Data items:
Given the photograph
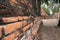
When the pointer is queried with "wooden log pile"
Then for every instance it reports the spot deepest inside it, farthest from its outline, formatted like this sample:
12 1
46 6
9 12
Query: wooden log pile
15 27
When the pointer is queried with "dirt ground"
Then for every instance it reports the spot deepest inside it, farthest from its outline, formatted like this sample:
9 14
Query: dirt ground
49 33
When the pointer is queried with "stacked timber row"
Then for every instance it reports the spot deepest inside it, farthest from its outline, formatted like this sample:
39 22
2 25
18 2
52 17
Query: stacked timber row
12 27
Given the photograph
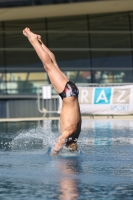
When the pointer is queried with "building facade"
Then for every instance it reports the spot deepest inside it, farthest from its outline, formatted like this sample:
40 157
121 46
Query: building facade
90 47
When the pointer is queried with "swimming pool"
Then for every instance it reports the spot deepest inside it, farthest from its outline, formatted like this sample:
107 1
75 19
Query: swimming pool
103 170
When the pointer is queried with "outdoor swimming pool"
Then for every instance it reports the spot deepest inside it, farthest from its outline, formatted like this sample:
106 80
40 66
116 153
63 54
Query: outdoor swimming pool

---

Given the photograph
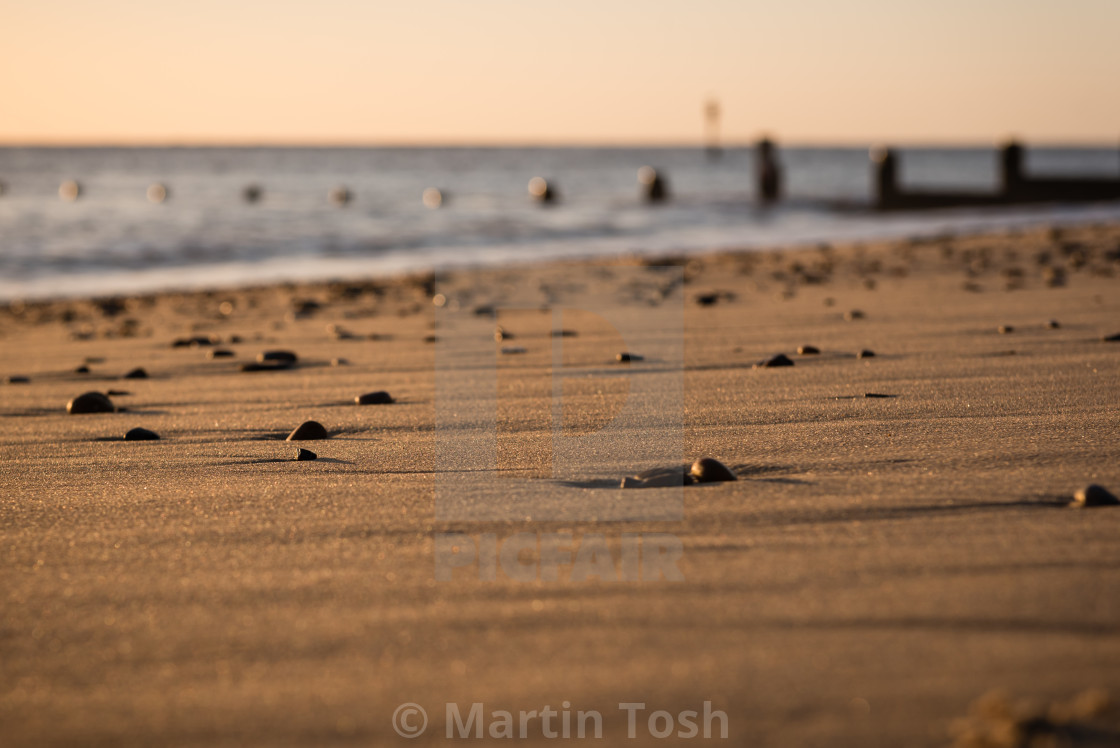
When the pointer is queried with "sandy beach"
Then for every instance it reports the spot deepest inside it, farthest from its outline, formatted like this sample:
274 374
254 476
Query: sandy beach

--

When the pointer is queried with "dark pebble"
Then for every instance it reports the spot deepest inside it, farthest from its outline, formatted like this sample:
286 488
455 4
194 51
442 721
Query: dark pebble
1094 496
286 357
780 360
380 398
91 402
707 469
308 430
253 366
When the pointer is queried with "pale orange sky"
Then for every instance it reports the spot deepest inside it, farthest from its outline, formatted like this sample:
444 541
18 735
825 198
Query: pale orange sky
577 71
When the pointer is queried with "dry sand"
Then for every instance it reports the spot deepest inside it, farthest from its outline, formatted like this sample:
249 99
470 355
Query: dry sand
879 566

YOUR TASK: Lines above with the string "outdoor" need to be found and copied.

EXERCISE RESPONSE:
When the pointer is queried with "outdoor swimming pool"
Query: outdoor swimming pool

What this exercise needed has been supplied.